> Short problem:
Show each row below that contains the string "marking", copied in full. Only matches with the same case count.

> Entries provided:
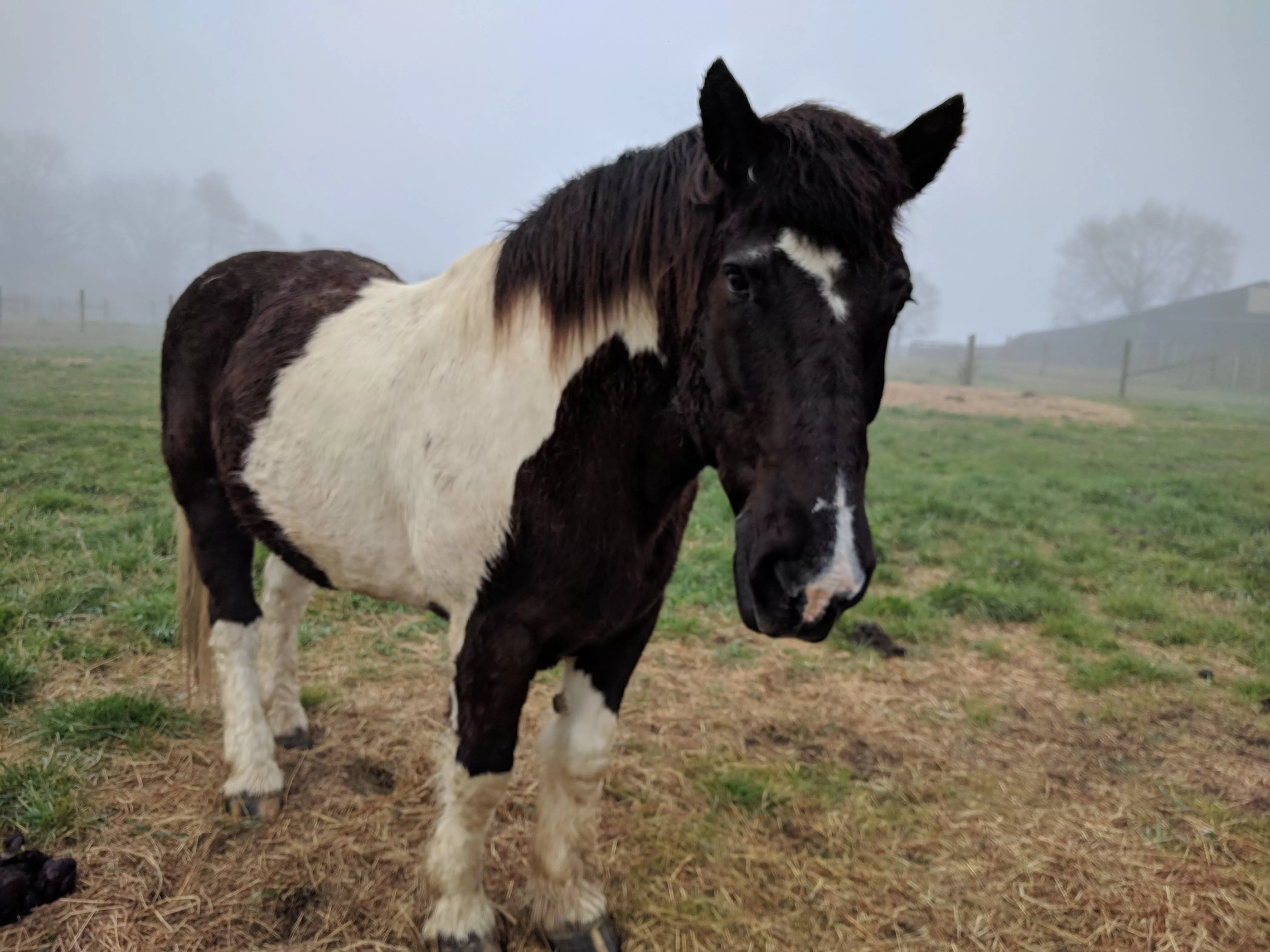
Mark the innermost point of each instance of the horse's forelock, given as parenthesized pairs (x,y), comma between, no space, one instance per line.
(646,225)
...
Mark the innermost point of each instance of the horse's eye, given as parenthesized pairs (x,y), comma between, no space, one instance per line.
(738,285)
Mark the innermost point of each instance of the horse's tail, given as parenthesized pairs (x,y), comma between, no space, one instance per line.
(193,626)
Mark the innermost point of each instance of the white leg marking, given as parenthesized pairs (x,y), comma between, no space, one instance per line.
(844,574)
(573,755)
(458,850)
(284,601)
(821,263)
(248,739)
==
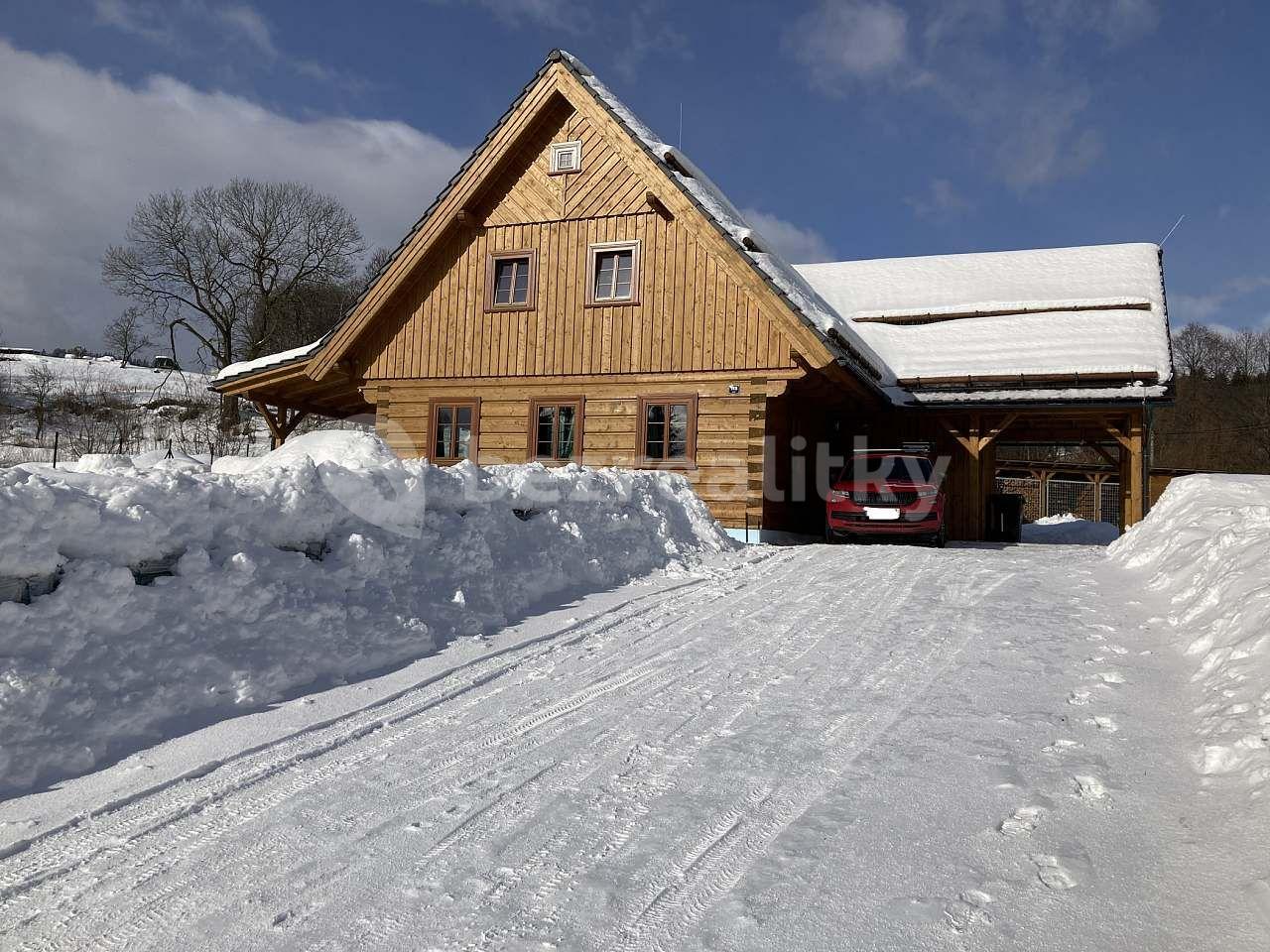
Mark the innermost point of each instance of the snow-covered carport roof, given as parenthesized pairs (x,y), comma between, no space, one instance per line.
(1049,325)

> Result:
Mark the innermost point of each instance of the white leg marking, given as parenthesized pairs (x,y), comma between, no space, one instance per line.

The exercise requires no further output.